- _Text passage_

================================

Figuring out ways to add new building blocks to the genetic codes of living organisms, among other feats, has garnered Peter G. Schultz the Chemistry for the Future Solvay Prize, awarded every other year by Solvay, a chemical company based in Belgium.

The prize honors a major scientific discovery that could shape tomorrow’s chemistry and help human progress. Schultz, a professor of chemistry at Scripps Research Institute and director of the California Institute for Biomedical Research, will receive the €300,000 (approximately $407,000) award during a ceremony in Brussels on Dec. 4.

“The best thing about awards of this sort, which come as a total surprise, is the vote of confidence that others in the chemical community feel our work has had a significant impact on the field,” Schultz says. He adds that he owes much of his success to his past students and postdocs “who took crazy ideas and made them work, and who themselves have gone on to do very exciting and significant science.”

“Peter Schultz is an extraordinary scientist whose inspirational research demonstrates the powerful role of chemistry at the interfaces of biology, medicine, and materials science,” says Peter B. Dervan, a professor of chemistry at California Institute of Technology, who was Schultz’s Ph.D. adviser in the early 1980s and has followed his work closely since then.

“What impresses me most is that Pete does not let ‘incredibly difficult’ slow him down,” David Wemmer says of Schultz’s tenacity to solve complex problems. Wemmer, who is a professor and executive associate dean of chemistry at the University of California, Berkeley, has collaborated with Schultz on numerous projects over the years.

Schultz’s research focuses on the synthesis of molecules and molecular assemblies with novel physical, chemical, or biological properties and functions. Along with his work on additions to genetic codes—which produce unnatural amino acids—Schultz has also researched the generation of catalytic antibodies and the characterization of their mechanisms and immunological evolution, as well as the use of combinatorial methods to generate small molecules, proteins, nucleic acids, and solid-state materials with novel properties.

“Peter’s work taught chemists that they have the power to ‘domesticate’ complex biological systems, from molecules to organisms, in order to serve human needs,” says Carolyn R. Bertozzi, a professor of chemistry and of molecular and cell biology at UC Berkeley. “There is not a chemical biologist today who has not been somehow influenced or inspired by his contributions.”

================================

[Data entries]
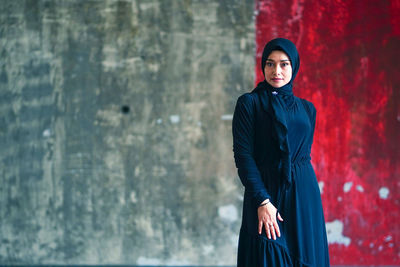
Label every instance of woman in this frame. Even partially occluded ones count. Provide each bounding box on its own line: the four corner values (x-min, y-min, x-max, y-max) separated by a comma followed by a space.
232, 38, 329, 267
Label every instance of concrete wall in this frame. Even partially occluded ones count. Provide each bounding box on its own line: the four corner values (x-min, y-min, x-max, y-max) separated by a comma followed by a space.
0, 0, 255, 265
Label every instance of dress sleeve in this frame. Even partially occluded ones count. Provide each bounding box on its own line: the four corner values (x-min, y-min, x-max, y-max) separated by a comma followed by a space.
232, 94, 270, 206
309, 102, 317, 149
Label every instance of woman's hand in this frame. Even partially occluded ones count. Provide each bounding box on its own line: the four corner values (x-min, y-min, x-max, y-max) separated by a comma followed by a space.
257, 199, 283, 240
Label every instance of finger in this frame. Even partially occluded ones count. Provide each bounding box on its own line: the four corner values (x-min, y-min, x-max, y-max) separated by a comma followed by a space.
269, 224, 276, 240
274, 222, 281, 237
258, 220, 263, 235
264, 223, 271, 239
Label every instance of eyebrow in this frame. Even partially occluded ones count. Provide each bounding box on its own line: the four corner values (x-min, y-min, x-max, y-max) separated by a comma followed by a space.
267, 58, 290, 62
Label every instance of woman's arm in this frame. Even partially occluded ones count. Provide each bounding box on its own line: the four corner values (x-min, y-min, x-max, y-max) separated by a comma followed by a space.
232, 94, 270, 206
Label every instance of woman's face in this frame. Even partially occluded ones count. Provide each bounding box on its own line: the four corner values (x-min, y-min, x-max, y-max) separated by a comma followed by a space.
264, 50, 292, 88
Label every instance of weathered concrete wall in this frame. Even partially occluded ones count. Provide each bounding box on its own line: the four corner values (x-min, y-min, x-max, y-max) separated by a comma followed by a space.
0, 0, 255, 265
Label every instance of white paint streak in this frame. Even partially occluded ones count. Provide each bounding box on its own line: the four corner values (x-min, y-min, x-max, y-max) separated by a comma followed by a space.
221, 114, 233, 121
326, 220, 351, 247
169, 115, 181, 123
318, 181, 324, 195
129, 191, 137, 203
203, 245, 214, 255
43, 129, 51, 137
136, 256, 161, 265
379, 187, 389, 199
218, 204, 238, 222
343, 182, 353, 193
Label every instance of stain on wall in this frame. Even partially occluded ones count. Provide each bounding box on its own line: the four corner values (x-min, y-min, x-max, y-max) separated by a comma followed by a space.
255, 0, 400, 266
0, 0, 255, 265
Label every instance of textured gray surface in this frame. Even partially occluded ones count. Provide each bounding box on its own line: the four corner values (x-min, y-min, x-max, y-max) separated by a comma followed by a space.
0, 0, 254, 265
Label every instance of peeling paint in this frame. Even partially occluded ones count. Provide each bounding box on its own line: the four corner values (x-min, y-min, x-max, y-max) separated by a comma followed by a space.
326, 220, 351, 246
343, 182, 353, 193
379, 187, 389, 199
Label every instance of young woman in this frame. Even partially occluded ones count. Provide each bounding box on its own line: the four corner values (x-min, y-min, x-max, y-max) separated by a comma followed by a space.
232, 38, 329, 267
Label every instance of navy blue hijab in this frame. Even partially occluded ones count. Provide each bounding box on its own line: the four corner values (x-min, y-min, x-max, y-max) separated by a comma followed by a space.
255, 38, 300, 184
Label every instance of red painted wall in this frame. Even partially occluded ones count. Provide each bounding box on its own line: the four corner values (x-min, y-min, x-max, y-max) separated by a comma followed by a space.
255, 0, 400, 266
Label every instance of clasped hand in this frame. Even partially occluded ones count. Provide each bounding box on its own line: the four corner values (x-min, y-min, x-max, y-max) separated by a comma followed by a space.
257, 202, 283, 240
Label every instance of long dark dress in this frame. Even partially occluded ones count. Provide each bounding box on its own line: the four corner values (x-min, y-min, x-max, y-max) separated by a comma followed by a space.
232, 91, 329, 267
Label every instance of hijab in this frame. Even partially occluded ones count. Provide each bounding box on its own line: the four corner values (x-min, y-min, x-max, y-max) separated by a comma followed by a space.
255, 38, 300, 184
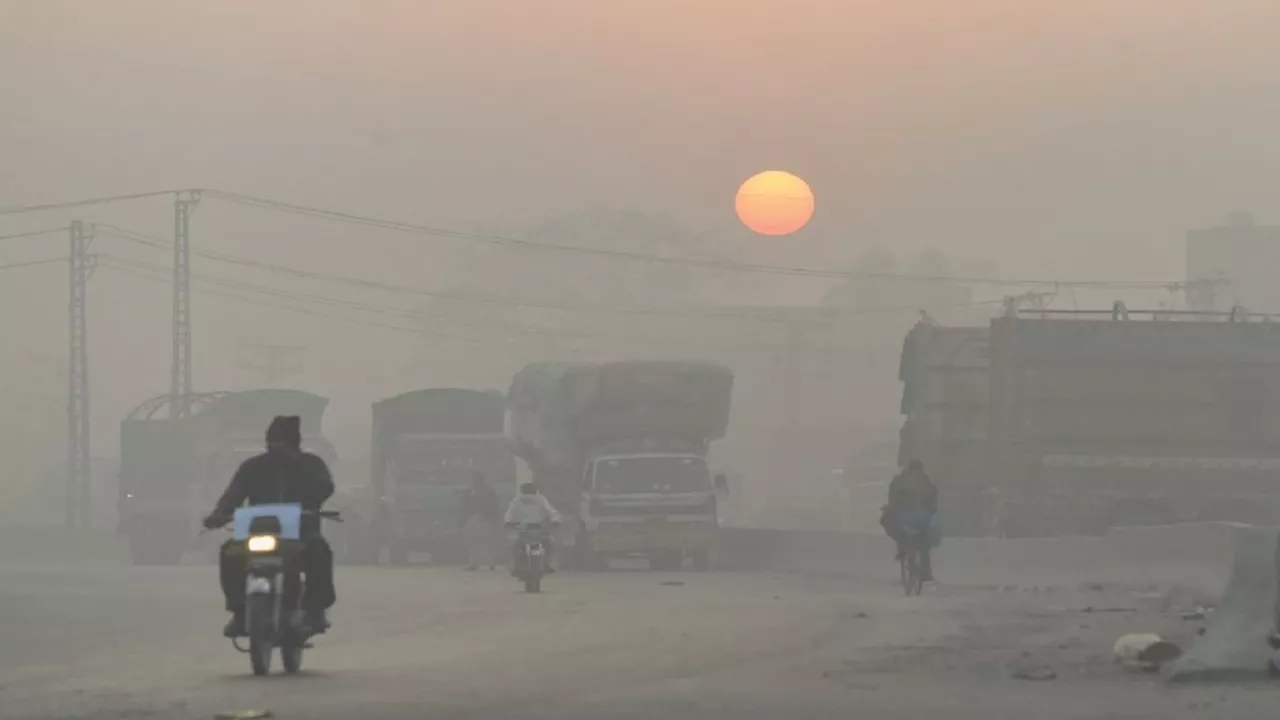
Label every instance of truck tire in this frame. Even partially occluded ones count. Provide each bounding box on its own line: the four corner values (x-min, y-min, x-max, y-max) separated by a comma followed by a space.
649, 550, 685, 573
387, 541, 408, 568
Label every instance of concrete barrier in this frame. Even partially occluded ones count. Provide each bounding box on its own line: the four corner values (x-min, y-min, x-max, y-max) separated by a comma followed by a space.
1169, 528, 1280, 683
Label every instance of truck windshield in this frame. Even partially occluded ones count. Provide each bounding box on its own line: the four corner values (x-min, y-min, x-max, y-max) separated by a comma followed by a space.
595, 457, 710, 495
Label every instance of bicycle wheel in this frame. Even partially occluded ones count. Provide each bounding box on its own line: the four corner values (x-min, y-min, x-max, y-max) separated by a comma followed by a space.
904, 550, 924, 596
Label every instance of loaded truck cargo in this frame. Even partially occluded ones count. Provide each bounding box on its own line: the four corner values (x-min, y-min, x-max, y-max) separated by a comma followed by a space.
370, 388, 516, 564
507, 361, 733, 569
118, 389, 335, 565
901, 304, 1280, 536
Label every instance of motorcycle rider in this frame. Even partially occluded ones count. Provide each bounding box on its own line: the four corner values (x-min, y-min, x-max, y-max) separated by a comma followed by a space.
881, 460, 938, 583
503, 483, 561, 574
205, 416, 337, 638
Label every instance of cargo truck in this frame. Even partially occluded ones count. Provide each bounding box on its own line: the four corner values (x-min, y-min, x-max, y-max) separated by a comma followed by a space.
902, 304, 1280, 536
370, 388, 516, 565
507, 361, 733, 570
116, 389, 335, 565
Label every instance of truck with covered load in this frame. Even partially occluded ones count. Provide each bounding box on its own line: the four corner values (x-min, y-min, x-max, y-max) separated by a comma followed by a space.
507, 361, 733, 569
118, 389, 335, 565
370, 388, 516, 565
902, 304, 1280, 536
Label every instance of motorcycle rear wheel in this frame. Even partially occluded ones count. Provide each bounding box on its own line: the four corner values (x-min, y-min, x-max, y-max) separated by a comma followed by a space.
280, 642, 302, 675
246, 594, 275, 675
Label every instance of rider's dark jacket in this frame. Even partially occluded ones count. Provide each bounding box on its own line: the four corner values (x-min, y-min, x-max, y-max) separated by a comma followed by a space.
887, 470, 938, 514
214, 447, 334, 536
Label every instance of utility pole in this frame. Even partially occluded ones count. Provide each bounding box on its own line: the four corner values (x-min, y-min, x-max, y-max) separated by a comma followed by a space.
67, 220, 93, 528
169, 191, 200, 419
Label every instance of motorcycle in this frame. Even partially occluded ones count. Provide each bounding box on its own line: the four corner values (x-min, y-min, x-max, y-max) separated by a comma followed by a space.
230, 505, 342, 675
513, 523, 548, 592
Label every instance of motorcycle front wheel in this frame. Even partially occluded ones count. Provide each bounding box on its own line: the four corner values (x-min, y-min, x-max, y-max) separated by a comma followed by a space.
244, 594, 275, 675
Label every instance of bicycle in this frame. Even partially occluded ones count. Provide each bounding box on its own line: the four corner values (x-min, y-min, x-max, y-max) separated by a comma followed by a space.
899, 533, 924, 597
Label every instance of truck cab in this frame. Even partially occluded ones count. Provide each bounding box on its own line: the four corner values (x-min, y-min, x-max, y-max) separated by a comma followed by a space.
575, 452, 723, 570
381, 433, 515, 565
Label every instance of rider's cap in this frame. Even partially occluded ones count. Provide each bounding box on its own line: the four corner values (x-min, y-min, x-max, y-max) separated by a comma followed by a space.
266, 415, 302, 447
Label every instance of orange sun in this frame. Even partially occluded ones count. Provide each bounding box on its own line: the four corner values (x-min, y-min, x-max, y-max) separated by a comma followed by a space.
733, 170, 813, 236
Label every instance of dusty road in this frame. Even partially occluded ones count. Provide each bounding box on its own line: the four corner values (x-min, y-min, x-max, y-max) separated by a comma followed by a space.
0, 556, 1277, 720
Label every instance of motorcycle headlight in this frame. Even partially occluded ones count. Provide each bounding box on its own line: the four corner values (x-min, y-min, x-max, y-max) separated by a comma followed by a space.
248, 536, 276, 552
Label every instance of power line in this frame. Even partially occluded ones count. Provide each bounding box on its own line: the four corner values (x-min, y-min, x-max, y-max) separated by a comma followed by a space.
100, 259, 483, 345
0, 188, 1174, 290
0, 190, 180, 215
0, 227, 67, 240
95, 223, 998, 324
0, 258, 67, 270
200, 188, 1170, 290
100, 254, 967, 354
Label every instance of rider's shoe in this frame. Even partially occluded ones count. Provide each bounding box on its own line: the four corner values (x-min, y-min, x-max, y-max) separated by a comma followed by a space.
223, 611, 248, 638
307, 610, 329, 635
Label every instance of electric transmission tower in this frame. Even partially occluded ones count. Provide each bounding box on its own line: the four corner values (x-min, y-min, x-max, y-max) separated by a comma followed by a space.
67, 220, 93, 528
169, 191, 200, 419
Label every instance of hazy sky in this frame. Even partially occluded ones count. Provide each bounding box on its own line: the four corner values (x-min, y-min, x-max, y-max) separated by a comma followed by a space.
0, 0, 1280, 461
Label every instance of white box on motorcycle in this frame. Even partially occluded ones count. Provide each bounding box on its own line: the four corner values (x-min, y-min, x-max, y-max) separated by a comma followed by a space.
232, 505, 302, 541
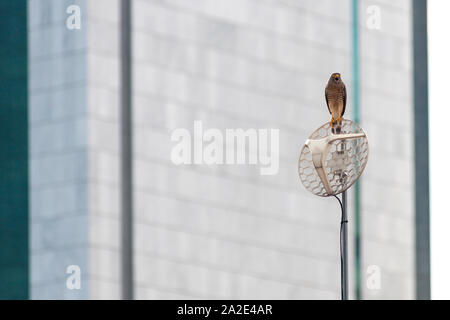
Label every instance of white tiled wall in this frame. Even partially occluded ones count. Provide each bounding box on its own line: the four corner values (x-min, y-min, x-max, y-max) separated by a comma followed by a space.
29, 0, 414, 299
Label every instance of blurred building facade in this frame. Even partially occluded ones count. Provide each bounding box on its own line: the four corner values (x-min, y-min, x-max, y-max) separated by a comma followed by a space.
0, 0, 425, 299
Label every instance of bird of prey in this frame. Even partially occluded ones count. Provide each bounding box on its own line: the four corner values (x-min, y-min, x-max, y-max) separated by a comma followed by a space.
325, 73, 347, 133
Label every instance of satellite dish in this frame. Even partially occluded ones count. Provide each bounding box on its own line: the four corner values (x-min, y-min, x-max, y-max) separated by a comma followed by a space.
298, 119, 369, 197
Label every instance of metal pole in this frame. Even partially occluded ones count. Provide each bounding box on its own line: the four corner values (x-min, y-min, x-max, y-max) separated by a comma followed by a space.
341, 191, 348, 300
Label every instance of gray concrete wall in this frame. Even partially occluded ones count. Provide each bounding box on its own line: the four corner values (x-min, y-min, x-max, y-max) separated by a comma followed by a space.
28, 0, 89, 299
29, 0, 414, 299
360, 1, 415, 299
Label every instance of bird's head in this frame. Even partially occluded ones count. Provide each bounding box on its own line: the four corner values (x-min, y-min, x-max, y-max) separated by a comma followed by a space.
330, 73, 342, 83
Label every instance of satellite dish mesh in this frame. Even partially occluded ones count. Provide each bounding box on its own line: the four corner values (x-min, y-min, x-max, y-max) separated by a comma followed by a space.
298, 119, 369, 197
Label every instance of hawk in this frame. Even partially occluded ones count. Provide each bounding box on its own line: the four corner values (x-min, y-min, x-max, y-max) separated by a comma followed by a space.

================================

Output the Solvay Prize article word for word from "Figuring out ways" to "Brussels on Dec. 4.". Work only from the Solvay Prize article.

Figuring out ways to add new building blocks to the genetic codes of living organisms, among other feats, has garnered Peter G. Schultz the Chemistry for the Future Solvay Prize, awarded every other year by Solvay, a chemical company based in Belgium.

The prize honors a major scientific discovery that could shape tomorrow’s chemistry and help human progress. Schultz, a professor of chemistry at Scripps Research Institute and director of the California Institute for Biomedical Research, will receive the €300,000 (approximately $407,000) award during a ceremony in Brussels on Dec. 4.